» **OBJECTIVE**:
Rewrite every line of the items below as a Markdown table with the columns "No." and "Text", numbering the rows and skipping blank lines. Leave out the pictures.

» **Collected data**:
* * * *

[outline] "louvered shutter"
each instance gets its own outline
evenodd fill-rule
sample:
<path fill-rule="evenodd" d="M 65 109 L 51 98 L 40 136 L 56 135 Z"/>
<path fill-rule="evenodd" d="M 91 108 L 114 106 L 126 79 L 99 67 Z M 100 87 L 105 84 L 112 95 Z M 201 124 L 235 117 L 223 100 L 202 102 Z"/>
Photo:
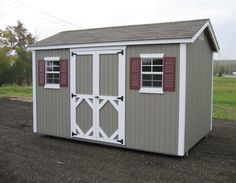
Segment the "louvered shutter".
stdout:
<path fill-rule="evenodd" d="M 60 60 L 60 87 L 68 86 L 68 60 Z"/>
<path fill-rule="evenodd" d="M 38 85 L 44 86 L 45 84 L 45 61 L 38 61 Z"/>
<path fill-rule="evenodd" d="M 164 57 L 164 91 L 175 91 L 175 57 Z"/>
<path fill-rule="evenodd" d="M 131 57 L 130 58 L 130 89 L 140 89 L 140 64 L 141 58 Z"/>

* * * *

» **SOLUTION**:
| No. | Text |
|---|---|
| 1 | [outline] "louvered shutter" |
| 2 | each instance gets its own outline |
| 3 | evenodd fill-rule |
| 4 | sample: |
| 5 | <path fill-rule="evenodd" d="M 65 109 L 51 98 L 40 136 L 56 135 Z"/> |
| 6 | <path fill-rule="evenodd" d="M 91 108 L 114 106 L 126 79 L 99 67 Z M 100 87 L 105 84 L 112 95 Z M 201 124 L 235 117 L 223 100 L 202 102 Z"/> |
| 7 | Photo: |
| 8 | Segment the "louvered shutter". |
| 9 | stdout: |
| 10 | <path fill-rule="evenodd" d="M 60 60 L 60 87 L 68 86 L 68 60 Z"/> |
| 11 | <path fill-rule="evenodd" d="M 38 85 L 44 86 L 45 84 L 45 61 L 38 61 Z"/> |
| 12 | <path fill-rule="evenodd" d="M 164 57 L 164 91 L 175 91 L 175 57 Z"/> |
| 13 | <path fill-rule="evenodd" d="M 131 57 L 130 58 L 130 89 L 140 89 L 140 64 L 141 58 Z"/> |